0
votes

My requirement is to cast all Decimal data type in DataFrame to String. Logic is working fine with simple type but not working with ArrayType. Here is logic :-

var df = spark.sql("select * from test_1")
for(dt <- df.dtypes) {
  if(dt._2.substring(0,7) == "Decimal"){
    df = df.withColumn(dt._1,df(dt._1).cast("String"))  
  }
}

But column within arrayType remains unchanged although, they are decimal type. please help , how can I loop through nested element and cast it to string. This is schema of my dataframe:

scala> df.schema res77: org.apache.spark.sql.types.StructType = StructType(StructField(mstr_prov_id,StringType,true), StructField(prov_ctgry_cd,StringType,true), StructField(prov_orgnl_efctv_dt,TimestampType,true), StructField(prov_trmntn_dt,TimestampType,true), StructField(prov_trmntn_rsn_cd,StringType,true), StructField(npi_rqrd_ind,StringType,true), StructField(prov_stts_aray_txt,ArrayType(StructType(StructField(PROV_STTS_KEY,DecimalType(22,0),true), StructField(PROV_STTS_EFCTV_DT,TimestampType,true), StructField(PROV_STTS_CD,StringType,true), StructField(PROV_STTS_TRMNTN_DT,TimestampType,true), StructField(PROV_STTS_TRMNTN_RSN_CD,StringType,true)),true),true))

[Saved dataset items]
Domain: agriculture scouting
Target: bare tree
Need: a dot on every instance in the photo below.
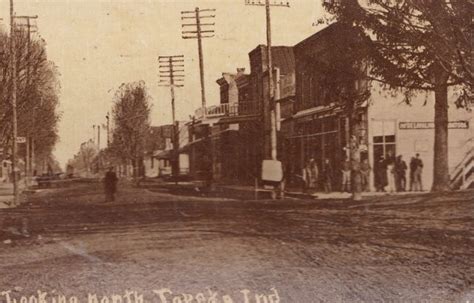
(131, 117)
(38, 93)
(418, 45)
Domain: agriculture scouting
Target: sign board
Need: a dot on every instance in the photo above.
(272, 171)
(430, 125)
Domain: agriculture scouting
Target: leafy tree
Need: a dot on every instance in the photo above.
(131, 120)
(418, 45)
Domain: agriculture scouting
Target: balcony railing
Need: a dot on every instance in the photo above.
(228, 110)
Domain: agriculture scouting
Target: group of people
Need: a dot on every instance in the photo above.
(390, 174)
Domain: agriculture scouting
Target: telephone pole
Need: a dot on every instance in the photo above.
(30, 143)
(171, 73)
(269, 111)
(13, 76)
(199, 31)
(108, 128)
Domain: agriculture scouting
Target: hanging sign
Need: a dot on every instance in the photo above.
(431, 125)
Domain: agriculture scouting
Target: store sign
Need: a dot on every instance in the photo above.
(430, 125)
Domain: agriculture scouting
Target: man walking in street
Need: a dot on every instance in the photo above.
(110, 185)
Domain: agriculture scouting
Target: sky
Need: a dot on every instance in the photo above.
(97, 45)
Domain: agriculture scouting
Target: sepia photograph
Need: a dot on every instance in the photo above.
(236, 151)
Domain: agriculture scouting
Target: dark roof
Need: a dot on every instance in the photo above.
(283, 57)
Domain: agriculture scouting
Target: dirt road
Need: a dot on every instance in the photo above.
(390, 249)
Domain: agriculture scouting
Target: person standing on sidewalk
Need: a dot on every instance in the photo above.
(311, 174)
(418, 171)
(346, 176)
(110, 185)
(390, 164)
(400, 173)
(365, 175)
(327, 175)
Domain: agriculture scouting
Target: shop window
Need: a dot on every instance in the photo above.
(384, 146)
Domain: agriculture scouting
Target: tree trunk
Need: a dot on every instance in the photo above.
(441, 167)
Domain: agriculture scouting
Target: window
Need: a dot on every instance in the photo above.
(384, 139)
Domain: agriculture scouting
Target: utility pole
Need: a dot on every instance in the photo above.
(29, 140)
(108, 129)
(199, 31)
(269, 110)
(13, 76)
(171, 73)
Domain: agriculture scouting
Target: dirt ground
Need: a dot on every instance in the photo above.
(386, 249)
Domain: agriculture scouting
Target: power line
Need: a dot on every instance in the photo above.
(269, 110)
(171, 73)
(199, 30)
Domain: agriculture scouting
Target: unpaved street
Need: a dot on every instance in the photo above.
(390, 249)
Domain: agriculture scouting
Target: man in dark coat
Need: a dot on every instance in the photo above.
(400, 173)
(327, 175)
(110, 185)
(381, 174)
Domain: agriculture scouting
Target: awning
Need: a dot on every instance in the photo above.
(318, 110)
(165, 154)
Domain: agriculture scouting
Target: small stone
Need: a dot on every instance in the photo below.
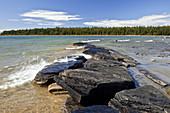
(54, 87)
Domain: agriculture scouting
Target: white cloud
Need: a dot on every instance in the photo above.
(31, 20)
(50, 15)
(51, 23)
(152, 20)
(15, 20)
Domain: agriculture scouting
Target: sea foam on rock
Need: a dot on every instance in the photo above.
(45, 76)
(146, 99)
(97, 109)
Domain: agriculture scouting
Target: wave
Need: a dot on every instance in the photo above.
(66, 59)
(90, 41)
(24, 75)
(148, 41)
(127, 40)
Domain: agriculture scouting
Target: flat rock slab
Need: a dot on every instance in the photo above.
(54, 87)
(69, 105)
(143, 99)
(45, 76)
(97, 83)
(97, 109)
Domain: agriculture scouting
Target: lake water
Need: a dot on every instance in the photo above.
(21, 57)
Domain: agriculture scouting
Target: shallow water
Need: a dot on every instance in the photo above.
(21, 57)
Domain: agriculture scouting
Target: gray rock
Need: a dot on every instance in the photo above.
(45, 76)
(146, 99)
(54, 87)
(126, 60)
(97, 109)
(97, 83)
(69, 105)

* **What to do**:
1 – Rewrite the paragraph of the forum post beginning "My requirement is to cast" in shorter form, keeping its main facts.
2 – Count how many lines of the rows contain the string "water", and reply with the number only.
The rows are unrelated to the forum post.

* **Solutions**:
1 – The goal is to cast every Decimal column in a DataFrame to String. The logic works for simple types but not for ArrayType.

2 – 2